• _EXERCISE DIRECTIONS_
Turn the part that opens with the line containing "Task: pick out groom, one point per instance." and closes with the line containing "<point>449,630</point>" into a JSON list of strings, one string per line, with blank lines left out. Include both of those lines and nothing outside that range.

• _EXTRACTED DATA_

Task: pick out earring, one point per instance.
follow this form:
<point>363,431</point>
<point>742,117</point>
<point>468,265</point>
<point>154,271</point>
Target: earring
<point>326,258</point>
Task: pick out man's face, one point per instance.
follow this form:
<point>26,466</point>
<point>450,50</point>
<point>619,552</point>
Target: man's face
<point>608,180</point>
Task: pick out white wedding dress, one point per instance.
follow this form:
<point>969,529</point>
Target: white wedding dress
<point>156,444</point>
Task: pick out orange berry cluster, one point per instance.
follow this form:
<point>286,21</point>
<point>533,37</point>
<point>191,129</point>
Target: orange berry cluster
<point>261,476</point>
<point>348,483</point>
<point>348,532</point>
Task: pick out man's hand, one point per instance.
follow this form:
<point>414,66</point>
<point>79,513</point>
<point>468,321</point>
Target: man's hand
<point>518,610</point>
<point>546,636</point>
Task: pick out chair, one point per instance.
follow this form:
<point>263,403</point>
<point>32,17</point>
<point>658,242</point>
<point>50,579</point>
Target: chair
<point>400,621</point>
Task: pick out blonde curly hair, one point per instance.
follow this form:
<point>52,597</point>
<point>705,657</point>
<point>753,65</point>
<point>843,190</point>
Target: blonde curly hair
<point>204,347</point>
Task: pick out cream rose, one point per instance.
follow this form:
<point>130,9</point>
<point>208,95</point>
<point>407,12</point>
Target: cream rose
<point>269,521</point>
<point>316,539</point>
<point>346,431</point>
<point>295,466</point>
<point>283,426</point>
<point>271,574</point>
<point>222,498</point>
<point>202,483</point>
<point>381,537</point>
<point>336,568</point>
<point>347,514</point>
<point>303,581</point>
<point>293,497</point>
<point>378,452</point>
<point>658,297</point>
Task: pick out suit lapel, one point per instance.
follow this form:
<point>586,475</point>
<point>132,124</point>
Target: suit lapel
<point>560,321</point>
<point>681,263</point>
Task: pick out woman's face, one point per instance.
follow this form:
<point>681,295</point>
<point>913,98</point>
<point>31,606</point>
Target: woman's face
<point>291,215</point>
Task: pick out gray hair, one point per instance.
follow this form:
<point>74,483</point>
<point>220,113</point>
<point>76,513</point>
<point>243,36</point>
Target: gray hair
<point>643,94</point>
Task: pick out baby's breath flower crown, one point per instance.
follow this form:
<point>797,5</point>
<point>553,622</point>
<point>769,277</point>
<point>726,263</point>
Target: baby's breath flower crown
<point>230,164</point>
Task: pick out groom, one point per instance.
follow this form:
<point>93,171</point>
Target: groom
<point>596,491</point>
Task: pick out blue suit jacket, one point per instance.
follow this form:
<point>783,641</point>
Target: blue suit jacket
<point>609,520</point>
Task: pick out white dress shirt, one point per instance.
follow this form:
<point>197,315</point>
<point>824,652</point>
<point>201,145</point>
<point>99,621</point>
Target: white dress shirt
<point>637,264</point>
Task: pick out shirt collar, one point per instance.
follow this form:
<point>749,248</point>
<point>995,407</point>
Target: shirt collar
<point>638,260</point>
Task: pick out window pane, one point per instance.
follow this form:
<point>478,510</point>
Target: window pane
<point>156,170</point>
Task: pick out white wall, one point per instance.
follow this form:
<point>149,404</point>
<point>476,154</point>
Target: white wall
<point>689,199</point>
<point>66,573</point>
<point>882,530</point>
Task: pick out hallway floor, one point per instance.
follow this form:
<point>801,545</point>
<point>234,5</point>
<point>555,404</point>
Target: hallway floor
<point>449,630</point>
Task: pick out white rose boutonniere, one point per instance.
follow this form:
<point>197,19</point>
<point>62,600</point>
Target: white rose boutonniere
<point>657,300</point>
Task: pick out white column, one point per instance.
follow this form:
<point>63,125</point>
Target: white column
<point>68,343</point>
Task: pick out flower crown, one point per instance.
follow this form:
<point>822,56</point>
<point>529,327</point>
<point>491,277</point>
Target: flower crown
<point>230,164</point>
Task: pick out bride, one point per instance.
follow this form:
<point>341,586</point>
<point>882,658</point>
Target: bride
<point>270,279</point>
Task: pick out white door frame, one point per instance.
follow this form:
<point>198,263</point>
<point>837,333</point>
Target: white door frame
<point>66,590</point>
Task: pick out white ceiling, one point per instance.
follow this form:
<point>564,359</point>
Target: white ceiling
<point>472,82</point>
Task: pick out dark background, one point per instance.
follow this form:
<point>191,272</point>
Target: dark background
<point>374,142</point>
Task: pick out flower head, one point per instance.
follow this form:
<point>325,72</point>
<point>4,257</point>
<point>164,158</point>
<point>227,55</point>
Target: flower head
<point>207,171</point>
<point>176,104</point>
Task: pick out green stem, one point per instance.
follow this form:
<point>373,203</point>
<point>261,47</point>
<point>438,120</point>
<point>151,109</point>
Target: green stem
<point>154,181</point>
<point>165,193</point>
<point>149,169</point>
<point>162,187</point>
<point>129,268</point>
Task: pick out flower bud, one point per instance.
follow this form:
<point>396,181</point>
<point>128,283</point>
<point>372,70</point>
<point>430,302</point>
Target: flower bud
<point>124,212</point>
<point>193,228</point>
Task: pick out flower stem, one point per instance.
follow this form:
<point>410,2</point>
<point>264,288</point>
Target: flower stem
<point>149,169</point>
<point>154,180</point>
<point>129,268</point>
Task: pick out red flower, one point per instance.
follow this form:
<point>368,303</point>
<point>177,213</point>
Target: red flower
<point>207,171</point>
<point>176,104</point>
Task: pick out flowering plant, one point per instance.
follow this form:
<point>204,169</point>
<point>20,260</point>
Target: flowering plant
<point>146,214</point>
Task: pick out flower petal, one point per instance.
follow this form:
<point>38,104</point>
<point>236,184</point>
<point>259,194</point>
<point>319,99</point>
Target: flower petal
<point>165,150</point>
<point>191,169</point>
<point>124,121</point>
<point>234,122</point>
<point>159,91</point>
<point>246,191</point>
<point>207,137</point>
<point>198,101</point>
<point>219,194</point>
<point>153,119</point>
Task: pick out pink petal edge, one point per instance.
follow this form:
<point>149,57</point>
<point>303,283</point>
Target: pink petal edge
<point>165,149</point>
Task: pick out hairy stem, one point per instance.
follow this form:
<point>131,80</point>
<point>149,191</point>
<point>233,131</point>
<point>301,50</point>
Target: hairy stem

• _ANSWER_
[
  "Task: pick out groom, one point per instance.",
  "follow this form:",
  "<point>93,171</point>",
  "Target: groom",
  "<point>596,491</point>",
  "Task: pick out blue suit jacket, one point per instance.",
  "follow this form:",
  "<point>783,641</point>",
  "Target: blue suit jacket",
  "<point>609,520</point>",
  "Task: pick out white dress shirt, one point per instance.",
  "follow this form:",
  "<point>197,315</point>",
  "<point>824,652</point>",
  "<point>201,145</point>",
  "<point>99,621</point>",
  "Target: white dress shirt",
  "<point>637,264</point>",
  "Task: pick out shirt collar, one point per instance.",
  "follow this form:",
  "<point>749,248</point>",
  "<point>995,407</point>",
  "Target: shirt collar",
  "<point>638,260</point>",
  "Task: pick out window pane, one point per instance.",
  "follow this form:",
  "<point>478,510</point>",
  "Target: window pane",
  "<point>156,170</point>",
  "Task: pick out white wall, one point per instance.",
  "follow this form:",
  "<point>149,404</point>",
  "<point>476,154</point>",
  "Target: white wall",
  "<point>689,199</point>",
  "<point>66,573</point>",
  "<point>882,530</point>",
  "Task: pick out hallway floor, one point per instance.",
  "follow this form:",
  "<point>801,545</point>",
  "<point>234,5</point>",
  "<point>555,404</point>",
  "Target: hallway floor",
  "<point>449,630</point>"
]